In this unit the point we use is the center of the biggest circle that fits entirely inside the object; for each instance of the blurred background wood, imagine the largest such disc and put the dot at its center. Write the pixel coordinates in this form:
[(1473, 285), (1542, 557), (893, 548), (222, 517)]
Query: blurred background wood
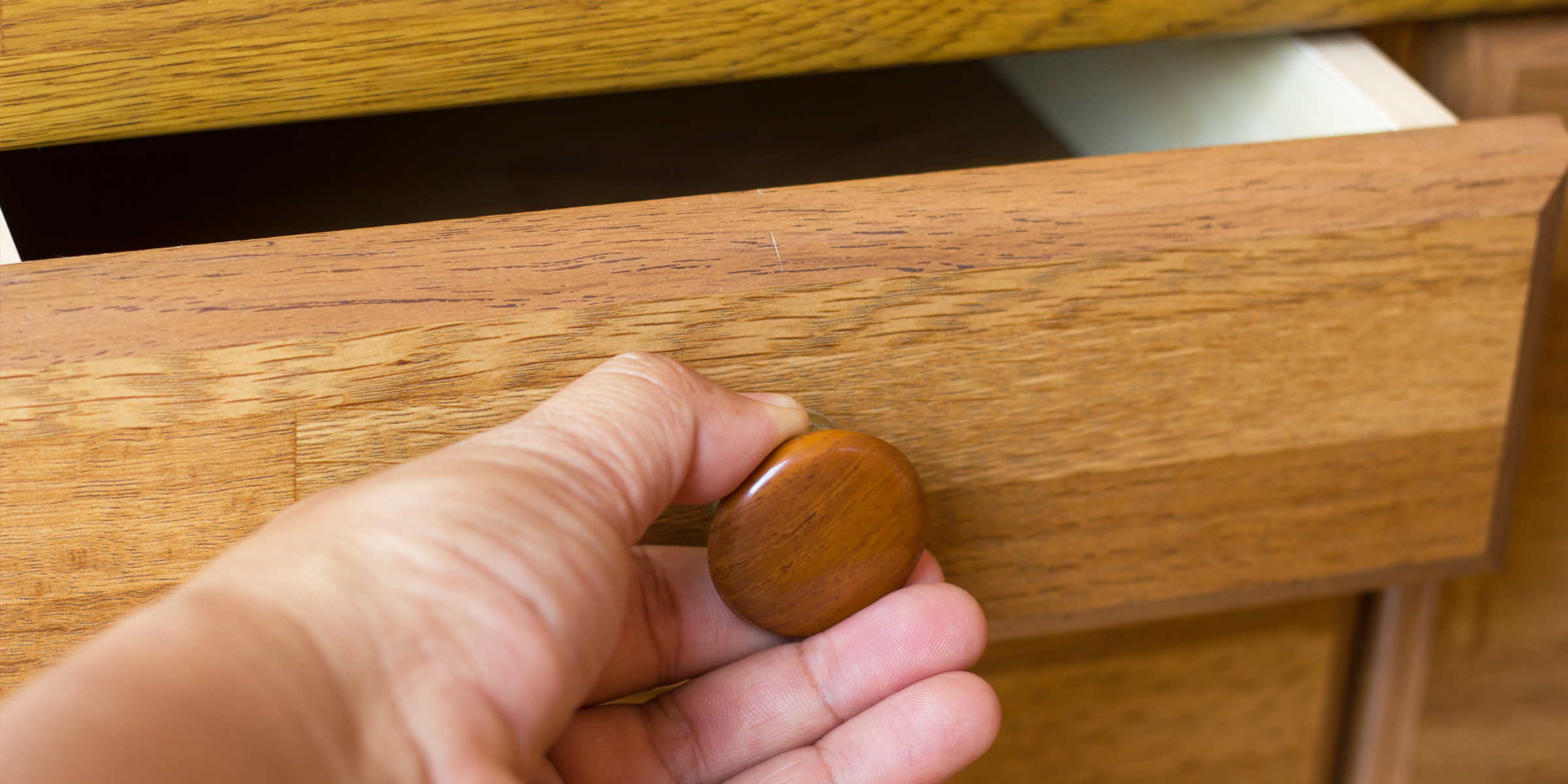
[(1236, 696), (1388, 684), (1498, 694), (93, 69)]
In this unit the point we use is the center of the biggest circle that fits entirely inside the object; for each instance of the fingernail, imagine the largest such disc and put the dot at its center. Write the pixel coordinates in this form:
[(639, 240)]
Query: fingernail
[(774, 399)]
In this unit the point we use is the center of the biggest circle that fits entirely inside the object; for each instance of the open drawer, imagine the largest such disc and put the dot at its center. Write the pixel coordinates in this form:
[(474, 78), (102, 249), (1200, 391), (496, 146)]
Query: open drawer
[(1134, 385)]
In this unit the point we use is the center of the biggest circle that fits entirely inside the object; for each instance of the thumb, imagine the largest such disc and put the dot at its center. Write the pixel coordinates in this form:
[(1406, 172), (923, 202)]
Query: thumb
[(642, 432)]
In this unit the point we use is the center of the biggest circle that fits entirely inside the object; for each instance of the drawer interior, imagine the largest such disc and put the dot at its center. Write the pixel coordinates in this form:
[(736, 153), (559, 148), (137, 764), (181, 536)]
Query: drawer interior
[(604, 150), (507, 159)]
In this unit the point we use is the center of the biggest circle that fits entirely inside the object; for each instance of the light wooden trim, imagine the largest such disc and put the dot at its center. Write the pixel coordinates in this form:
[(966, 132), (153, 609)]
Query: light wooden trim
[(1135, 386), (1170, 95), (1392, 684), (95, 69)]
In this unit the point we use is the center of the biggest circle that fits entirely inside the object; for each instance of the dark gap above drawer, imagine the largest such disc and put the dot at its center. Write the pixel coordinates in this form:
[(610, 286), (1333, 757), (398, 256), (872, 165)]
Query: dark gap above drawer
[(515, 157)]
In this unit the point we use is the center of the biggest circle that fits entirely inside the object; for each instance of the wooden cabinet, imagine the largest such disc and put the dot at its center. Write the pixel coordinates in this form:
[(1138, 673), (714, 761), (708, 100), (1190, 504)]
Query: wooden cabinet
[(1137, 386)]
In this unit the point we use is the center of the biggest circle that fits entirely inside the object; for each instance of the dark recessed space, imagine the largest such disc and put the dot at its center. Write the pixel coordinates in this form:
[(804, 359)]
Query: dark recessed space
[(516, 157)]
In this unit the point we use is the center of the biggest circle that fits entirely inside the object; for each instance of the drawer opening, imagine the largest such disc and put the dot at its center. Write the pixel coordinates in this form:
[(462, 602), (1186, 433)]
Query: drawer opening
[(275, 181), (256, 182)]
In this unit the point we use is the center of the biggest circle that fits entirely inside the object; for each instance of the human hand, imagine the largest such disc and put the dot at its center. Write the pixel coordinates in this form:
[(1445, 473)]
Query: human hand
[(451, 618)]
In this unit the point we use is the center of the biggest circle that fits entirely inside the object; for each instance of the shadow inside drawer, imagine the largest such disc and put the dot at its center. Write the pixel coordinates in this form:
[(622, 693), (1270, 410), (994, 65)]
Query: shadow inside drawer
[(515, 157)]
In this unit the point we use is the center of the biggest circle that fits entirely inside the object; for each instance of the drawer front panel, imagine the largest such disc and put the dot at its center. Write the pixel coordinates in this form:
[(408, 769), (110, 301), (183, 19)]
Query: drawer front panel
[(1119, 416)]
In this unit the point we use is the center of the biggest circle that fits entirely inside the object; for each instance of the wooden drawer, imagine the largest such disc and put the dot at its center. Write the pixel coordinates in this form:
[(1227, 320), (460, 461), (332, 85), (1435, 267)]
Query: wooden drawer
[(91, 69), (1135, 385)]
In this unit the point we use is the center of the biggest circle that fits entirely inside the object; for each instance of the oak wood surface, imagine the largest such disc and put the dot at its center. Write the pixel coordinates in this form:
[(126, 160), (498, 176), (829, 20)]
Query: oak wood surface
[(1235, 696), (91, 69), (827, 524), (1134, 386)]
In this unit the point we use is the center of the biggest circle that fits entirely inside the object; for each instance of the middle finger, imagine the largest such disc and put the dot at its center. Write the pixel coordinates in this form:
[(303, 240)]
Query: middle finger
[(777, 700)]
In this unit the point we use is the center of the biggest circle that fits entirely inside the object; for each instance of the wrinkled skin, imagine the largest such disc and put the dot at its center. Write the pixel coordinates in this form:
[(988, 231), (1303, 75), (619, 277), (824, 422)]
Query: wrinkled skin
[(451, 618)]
* * *
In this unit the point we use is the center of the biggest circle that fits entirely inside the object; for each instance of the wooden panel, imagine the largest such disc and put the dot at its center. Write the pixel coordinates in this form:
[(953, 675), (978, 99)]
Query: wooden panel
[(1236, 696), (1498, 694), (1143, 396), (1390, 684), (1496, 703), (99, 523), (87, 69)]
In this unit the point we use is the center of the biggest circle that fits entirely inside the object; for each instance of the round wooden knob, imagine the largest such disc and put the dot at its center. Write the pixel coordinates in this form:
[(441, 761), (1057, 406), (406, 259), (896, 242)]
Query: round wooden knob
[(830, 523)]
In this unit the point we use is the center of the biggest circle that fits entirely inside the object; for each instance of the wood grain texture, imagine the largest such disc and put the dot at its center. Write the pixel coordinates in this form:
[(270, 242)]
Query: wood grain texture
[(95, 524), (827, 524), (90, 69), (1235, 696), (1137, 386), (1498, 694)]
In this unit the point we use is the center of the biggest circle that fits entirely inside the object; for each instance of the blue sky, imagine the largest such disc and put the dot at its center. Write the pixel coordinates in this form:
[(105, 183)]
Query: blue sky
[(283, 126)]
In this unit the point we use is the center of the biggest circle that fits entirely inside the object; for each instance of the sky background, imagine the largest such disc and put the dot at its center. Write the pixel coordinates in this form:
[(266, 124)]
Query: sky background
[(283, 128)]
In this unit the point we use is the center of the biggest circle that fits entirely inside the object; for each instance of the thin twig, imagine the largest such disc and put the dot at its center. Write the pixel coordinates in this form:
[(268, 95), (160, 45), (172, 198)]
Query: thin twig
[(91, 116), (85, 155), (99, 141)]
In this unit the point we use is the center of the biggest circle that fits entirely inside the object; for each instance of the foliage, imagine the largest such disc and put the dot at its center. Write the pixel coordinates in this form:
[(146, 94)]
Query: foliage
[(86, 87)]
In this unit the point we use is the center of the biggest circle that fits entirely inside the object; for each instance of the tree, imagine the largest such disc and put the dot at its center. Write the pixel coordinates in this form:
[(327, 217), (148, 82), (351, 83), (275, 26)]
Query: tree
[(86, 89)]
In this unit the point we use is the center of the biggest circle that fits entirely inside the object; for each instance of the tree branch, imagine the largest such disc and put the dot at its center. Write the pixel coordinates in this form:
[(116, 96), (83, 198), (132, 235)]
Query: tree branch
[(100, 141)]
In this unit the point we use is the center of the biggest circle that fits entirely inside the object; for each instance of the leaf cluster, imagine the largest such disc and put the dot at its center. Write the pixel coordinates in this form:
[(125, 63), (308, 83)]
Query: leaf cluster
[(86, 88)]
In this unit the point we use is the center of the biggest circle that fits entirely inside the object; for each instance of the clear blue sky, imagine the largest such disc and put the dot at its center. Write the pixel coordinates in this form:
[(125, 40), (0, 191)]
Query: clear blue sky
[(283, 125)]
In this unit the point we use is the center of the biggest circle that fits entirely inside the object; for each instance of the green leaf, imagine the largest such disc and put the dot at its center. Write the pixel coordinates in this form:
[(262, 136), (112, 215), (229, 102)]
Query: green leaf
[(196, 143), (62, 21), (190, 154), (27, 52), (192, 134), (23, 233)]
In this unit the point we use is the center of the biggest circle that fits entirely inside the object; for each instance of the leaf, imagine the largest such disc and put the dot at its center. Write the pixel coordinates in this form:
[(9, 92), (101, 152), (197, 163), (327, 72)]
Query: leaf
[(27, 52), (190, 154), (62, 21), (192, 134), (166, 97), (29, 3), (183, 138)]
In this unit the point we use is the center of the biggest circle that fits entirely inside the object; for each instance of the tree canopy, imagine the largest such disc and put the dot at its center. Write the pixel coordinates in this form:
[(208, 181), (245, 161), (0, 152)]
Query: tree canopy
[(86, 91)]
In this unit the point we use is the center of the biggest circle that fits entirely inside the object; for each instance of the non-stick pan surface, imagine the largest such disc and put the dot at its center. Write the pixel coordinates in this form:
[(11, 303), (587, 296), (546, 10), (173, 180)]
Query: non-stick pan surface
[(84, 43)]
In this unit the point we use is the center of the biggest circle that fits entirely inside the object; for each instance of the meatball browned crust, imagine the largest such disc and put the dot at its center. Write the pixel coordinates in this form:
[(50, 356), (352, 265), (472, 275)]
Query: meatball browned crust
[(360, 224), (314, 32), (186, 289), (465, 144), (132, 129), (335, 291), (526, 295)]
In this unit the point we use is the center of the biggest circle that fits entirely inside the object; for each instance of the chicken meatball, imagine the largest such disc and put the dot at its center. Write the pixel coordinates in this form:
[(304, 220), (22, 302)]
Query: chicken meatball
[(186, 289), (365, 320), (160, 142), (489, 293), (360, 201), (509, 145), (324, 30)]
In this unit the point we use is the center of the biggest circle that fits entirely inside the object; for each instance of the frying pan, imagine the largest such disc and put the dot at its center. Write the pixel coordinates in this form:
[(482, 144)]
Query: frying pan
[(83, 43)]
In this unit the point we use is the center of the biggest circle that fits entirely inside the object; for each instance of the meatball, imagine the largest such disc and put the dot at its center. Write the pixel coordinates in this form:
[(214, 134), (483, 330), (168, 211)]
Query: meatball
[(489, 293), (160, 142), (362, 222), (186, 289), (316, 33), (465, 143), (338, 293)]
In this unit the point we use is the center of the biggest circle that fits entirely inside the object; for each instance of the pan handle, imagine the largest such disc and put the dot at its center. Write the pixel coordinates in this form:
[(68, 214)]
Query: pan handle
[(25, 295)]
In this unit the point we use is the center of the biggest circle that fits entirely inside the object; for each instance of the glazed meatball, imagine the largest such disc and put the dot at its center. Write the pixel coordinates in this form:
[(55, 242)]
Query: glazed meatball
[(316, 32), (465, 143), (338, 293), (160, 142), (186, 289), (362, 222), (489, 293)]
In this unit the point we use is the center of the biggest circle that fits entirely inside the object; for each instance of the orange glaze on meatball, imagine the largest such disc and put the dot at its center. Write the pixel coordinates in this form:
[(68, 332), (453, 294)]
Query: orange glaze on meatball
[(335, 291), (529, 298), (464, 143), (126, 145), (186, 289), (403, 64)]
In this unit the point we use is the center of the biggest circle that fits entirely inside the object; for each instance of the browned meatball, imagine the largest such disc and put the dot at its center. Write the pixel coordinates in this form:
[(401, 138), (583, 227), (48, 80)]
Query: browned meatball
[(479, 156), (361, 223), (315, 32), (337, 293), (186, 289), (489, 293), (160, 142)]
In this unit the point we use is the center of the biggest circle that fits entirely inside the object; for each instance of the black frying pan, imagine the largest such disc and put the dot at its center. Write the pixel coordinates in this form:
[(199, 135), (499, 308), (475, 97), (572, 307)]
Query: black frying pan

WHAT IS NEEDED:
Copy the material between the line containing "of the orange" and the line containing "289), (403, 64)]", inclusive, in full, and shift each answer coordinate by adding 16 to every number in it, leaving all other text unchanged.

RESULT OF THE TASK:
In this unit the point we use is the center of the biggest circle that fits entirely inside the object; for each instance of the orange glaze on meatball, imagine the largest such disc and put the dot at its center. Write the pixel coordinates in this form:
[(68, 332), (453, 294)]
Query: orange glaze on meatball
[(351, 307), (545, 314), (480, 159), (142, 161), (202, 305), (419, 80)]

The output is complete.